The COVID-19 pandemic has forced our hospitals to see anyone entering their premises — whether patient, visitor, or staff — as a potential vector of infection. Their response has been impressive. Each day brings expansion of virtual services and other creative ways to deliver care safely. However, even with rigorous adherence to pre-screening, screening, personal protective equipment and physical distancing, the risk of introducing COVID-19 can only be reduced, not eliminated.
The risks and benefits of all programs within hospitals are under scrutiny, including the externship rotations of nursing students. Difficult decisions must be made.
Irrespective of the pandemic, the care hospitals deliver is increasingly dependent on nurses. Unfortunately, it is safe to assume that COVID-19 will accelerate nurse attrition. Our nursing shortage will be getting worse very quickly. The demand and supply curves are moving in opposite directions.
As it stands, we know that nurses already leave hospital nursing in alarming numbers. For every early-career nurse working outside of the hospital setting, three work within the hospital setting. By middle age, however, that ratio is one to one. The inability to retain nurses is a huge and expensive problem, which threatens our system of care. The reasons they leave are not well studied but easy to surmise. Almost certainly, burnout, stress, workload, and life balance top the list, all of which are being made worse by the pressures of the COVID-19 pandemic.
While there is still much to learn about the recruitment and retention of nurses, it is well established that hospital energies focused early in a nurse’s career are well spent. Hospitals that host externships for nursing students have a better chance of hiring their choice. Graduating nurses prefer familiar hospitals for their first job. Hospitals that provide mentorship and preceptorship support programs to early career nurses are more successful in retaining their nurses. Moreover, nurses that teach enjoy nursing more, and are more likely to stay in nursing.
The supply of nurses depends on hospitals. Although nurse education is evolving daily, with virtual training and simulation, there will never be a substitute for hands-on, in-person clinical experience. If nursing students cannot access hospital rotations, they simply cannot develop the skills and competencies necessary to nurse.
It will be tempting for hospitals to press pause on nursing externships. The nursing student adds little to the delivery of essential care. While screening and pre-screening will help, like everyone else entering the hospital, the nursing student will still bring some risk of infection. It is easy to understand the temptation.
Such thinking is short term. The better thinking is to consider the nurse student as being as essential as the nurse. Whereas one hospital might falsely sense a benefit from pausing its externships, if all did so, the supply chain of nurses would be interrupted. Although it will be for the hospitals to determine, the minimal risk of well-screened nursing students continuing their rotations needs to be assessed in this broad context.

^^^^^^^^^^^^^^^^

▸ WORK ITEM
Copy the part of the nursing externships text starting at "It will be tempting" and ending at "this broad context.", word for word.

▸ DATASET EXTRACT
^^^^^^^^^^^^^^^^

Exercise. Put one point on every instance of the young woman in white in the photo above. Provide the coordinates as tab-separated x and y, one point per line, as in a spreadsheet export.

^^^^^^^^^^^^^^^^

▸ EXPECTED OUTPUT
It will be tempting for hospitals to press pause on nursing externships. The nursing student adds little to the delivery of essential care. While screening and pre-screening will help, like everyone else entering the hospital, the nursing student will still bring some risk of infection. It is easy to understand the temptation.
Such thinking is short term. The better thinking is to consider the nurse student as being as essential as the nurse. Whereas one hospital might falsely sense a benefit from pausing its externships, if all did so, the supply chain of nurses would be interrupted. Although it will be for the hospitals to determine, the minimal risk of well-screened nursing students continuing their rotations needs to be assessed in this broad context.